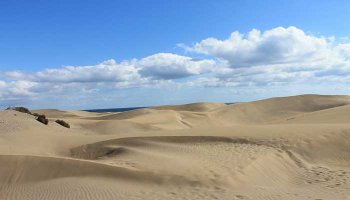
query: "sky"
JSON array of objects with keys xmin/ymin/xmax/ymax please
[{"xmin": 1, "ymin": 0, "xmax": 350, "ymax": 109}]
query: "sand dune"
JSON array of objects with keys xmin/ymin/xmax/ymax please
[
  {"xmin": 213, "ymin": 94, "xmax": 350, "ymax": 124},
  {"xmin": 153, "ymin": 102, "xmax": 227, "ymax": 112},
  {"xmin": 279, "ymin": 104, "xmax": 350, "ymax": 124},
  {"xmin": 1, "ymin": 94, "xmax": 350, "ymax": 199}
]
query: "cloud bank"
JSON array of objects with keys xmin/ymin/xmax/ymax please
[{"xmin": 1, "ymin": 26, "xmax": 350, "ymax": 108}]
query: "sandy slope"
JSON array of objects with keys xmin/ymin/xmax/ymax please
[{"xmin": 1, "ymin": 94, "xmax": 350, "ymax": 200}]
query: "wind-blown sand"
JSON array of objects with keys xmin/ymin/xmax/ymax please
[{"xmin": 1, "ymin": 94, "xmax": 350, "ymax": 199}]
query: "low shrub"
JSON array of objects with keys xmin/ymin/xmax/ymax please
[
  {"xmin": 37, "ymin": 115, "xmax": 49, "ymax": 125},
  {"xmin": 32, "ymin": 113, "xmax": 40, "ymax": 117},
  {"xmin": 55, "ymin": 119, "xmax": 70, "ymax": 128},
  {"xmin": 7, "ymin": 107, "xmax": 32, "ymax": 115}
]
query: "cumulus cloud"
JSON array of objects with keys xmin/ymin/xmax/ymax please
[
  {"xmin": 0, "ymin": 53, "xmax": 216, "ymax": 102},
  {"xmin": 183, "ymin": 26, "xmax": 333, "ymax": 68},
  {"xmin": 5, "ymin": 59, "xmax": 141, "ymax": 83},
  {"xmin": 180, "ymin": 26, "xmax": 350, "ymax": 87},
  {"xmin": 5, "ymin": 53, "xmax": 216, "ymax": 83},
  {"xmin": 138, "ymin": 53, "xmax": 216, "ymax": 79},
  {"xmin": 0, "ymin": 80, "xmax": 37, "ymax": 101}
]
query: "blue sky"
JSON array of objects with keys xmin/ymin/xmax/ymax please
[{"xmin": 1, "ymin": 0, "xmax": 350, "ymax": 109}]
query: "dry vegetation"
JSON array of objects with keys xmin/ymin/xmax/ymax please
[
  {"xmin": 55, "ymin": 119, "xmax": 70, "ymax": 128},
  {"xmin": 36, "ymin": 114, "xmax": 49, "ymax": 125}
]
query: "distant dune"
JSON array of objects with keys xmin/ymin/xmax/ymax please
[
  {"xmin": 1, "ymin": 94, "xmax": 350, "ymax": 199},
  {"xmin": 153, "ymin": 102, "xmax": 227, "ymax": 112}
]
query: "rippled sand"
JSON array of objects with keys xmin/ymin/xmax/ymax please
[{"xmin": 1, "ymin": 94, "xmax": 350, "ymax": 200}]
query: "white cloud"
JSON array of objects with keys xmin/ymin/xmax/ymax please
[
  {"xmin": 0, "ymin": 81, "xmax": 5, "ymax": 88},
  {"xmin": 183, "ymin": 26, "xmax": 334, "ymax": 68},
  {"xmin": 0, "ymin": 53, "xmax": 216, "ymax": 103},
  {"xmin": 138, "ymin": 53, "xmax": 216, "ymax": 79},
  {"xmin": 0, "ymin": 80, "xmax": 37, "ymax": 101},
  {"xmin": 5, "ymin": 53, "xmax": 216, "ymax": 83},
  {"xmin": 5, "ymin": 59, "xmax": 141, "ymax": 83},
  {"xmin": 179, "ymin": 26, "xmax": 350, "ymax": 87}
]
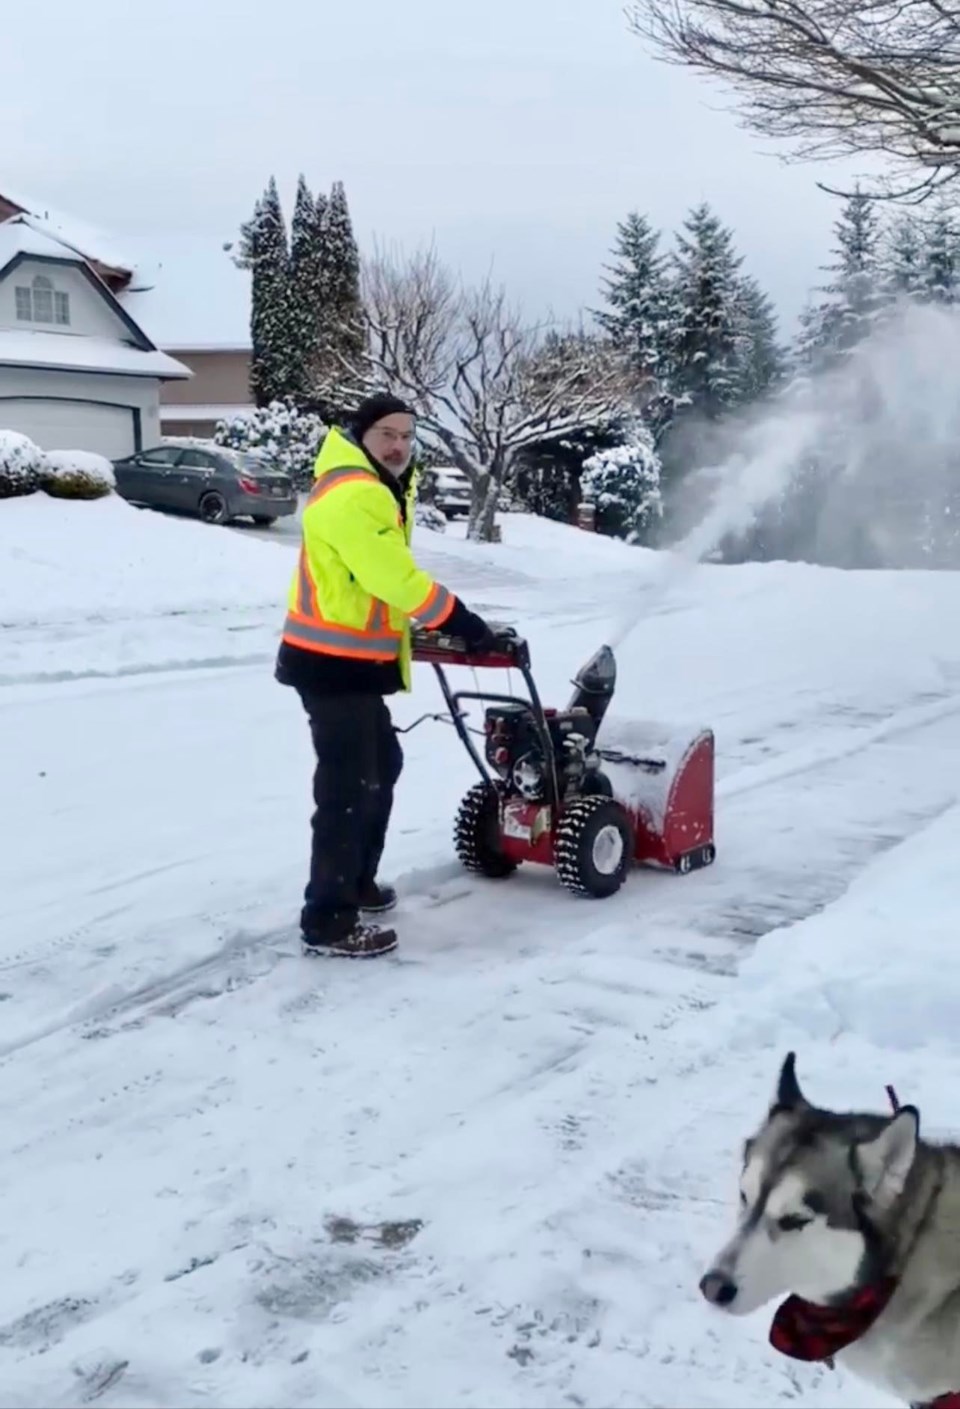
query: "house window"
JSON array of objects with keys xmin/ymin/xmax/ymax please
[
  {"xmin": 32, "ymin": 275, "xmax": 54, "ymax": 322},
  {"xmin": 14, "ymin": 274, "xmax": 71, "ymax": 326}
]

• Task to carry out: Which lines of the records above contain the word "cloud"? Report each one.

• Task response:
query: "cloud bank"
query: "cumulus cloud"
query: "white cloud"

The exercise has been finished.